The travel-writer, poet and painter Nicholas Roerich, the founder of Agni Yoga, expressed his spiritual beliefs through his depiction of the stark mountains of Central Asia. His classic travel-books include Heart of Asia: Memoirs from the Himalayas (1929) and Shambhala: In Search of the New Era (1930).

L. Ron Hubbard, the founder of Scientology, worked as a contributing author in the Golden Age of Science Fiction (1930s to 1950s) and in the horror and fantasy genres. In a bibliographical study of his works, Marco Frenschkowski agrees with Stephen King in regarding Fear (1940) as one of the major horror tales of the 20th century, and praises "its imaginative use of the prosaic and its demythologizing of traditional weird fiction themes". Other works which Frenschkowski cites as notable include Typewriter in the Sky (1940), To the Stars (1950), the best-selling Battlefield Earth (1982), and the ten-volume Mission Earth (1985–1987). Frenschkowski concludes that although Hubbard's fiction has received excessive praise from his followers, science-fiction critics leery of Scientology have  underrated it. John Clute and Peter Nichols, however, manage to praise much of Hubbard's oeuvre while also raising questions about the thematic link to Scientology. Hubbard's "canny utilization of superman protagonists" in his early work, they argue, came to "tantalize" s-f writers and fans "with visions of transcendental power" and may explain why so many early followers of Hubbard's movement came from the s-f community.

G.I. Gurdjieff, the Greek-Armenian mystic and spiritual teacher who introduced and taught the Fourth Way, authored three literary works that comprise his All and Everything trilogy. The best known, Meetings with Remarkable Men, a memoir of Gurdjieff's youthful search for spiritual truth, has become a minor classic. Peter Brook made it into a film (1979). The trilogy also includes Beelzebub's Tales to His Grandson, a curious melange of philosophy, humor and science-fiction that some regard as a masterpiece. P.L. Travers, author of the Mary Poppins series and a disciple of Gurdjieff, described Beelzebub as "soaring off into space, like a great, lumbering flying cathedral". Martin Seymour-Smith included Beelzebub in his 100 Most Influential Books Ever Written, characterising it as "...the most convincing fusion of Eastern and Western thought that has yet been seen." Gurdjieff's final volume, Life is Real Only Then, When 'I Am', consists of an incomplete text published posthumously.

• Task details:
Rewrite the part of the passage on spiritual leaders as authors starting with "The travel-writer, poet" and going on through "New Era (1930).", with "painter" replaced by "artist".

• Data:
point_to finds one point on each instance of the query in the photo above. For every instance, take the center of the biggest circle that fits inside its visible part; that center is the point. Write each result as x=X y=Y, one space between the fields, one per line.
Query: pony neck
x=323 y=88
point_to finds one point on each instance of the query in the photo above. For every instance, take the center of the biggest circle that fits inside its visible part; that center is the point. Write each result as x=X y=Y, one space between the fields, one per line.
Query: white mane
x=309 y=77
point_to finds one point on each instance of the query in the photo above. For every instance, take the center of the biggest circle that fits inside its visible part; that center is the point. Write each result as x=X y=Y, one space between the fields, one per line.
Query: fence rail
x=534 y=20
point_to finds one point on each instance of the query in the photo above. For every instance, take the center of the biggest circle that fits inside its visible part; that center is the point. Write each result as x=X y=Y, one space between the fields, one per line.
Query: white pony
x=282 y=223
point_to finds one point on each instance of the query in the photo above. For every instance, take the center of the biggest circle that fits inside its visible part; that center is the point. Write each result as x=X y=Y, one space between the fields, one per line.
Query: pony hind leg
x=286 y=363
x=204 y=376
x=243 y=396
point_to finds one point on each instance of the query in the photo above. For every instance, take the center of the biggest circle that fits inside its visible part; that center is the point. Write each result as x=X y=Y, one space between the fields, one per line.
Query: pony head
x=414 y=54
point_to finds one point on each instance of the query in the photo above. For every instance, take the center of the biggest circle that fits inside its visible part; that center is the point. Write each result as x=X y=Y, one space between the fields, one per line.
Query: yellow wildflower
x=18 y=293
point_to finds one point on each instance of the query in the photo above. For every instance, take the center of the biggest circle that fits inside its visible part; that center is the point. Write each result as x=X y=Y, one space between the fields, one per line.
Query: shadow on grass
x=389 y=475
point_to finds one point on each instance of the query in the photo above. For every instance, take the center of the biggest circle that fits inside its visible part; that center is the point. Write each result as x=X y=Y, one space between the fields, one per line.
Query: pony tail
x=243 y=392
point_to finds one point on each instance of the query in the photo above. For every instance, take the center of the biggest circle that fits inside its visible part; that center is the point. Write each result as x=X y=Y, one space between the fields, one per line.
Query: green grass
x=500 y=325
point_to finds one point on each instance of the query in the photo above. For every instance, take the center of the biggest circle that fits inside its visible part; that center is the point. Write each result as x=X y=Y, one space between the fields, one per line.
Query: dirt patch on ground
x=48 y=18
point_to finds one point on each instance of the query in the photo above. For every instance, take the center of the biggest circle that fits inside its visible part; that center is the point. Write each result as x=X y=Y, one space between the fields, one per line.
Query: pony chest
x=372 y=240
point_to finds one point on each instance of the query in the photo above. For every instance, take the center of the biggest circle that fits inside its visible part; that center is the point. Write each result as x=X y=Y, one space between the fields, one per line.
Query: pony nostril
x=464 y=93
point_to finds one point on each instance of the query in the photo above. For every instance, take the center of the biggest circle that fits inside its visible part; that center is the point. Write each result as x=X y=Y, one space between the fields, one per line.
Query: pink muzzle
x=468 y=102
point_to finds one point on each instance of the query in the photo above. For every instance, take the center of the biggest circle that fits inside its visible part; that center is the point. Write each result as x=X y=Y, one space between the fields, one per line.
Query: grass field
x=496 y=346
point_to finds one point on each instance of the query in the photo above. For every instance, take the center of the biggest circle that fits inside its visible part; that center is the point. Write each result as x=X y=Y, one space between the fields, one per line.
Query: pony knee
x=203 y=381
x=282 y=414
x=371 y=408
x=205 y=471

• Result of this exercise:
The travel-writer, poet and artist Nicholas Roerich, the founder of Agni Yoga, expressed his spiritual beliefs through his depiction of the stark mountains of Central Asia. His classic travel-books include Heart of Asia: Memoirs from the Himalayas (1929) and Shambhala: In Search of the New Era (1930).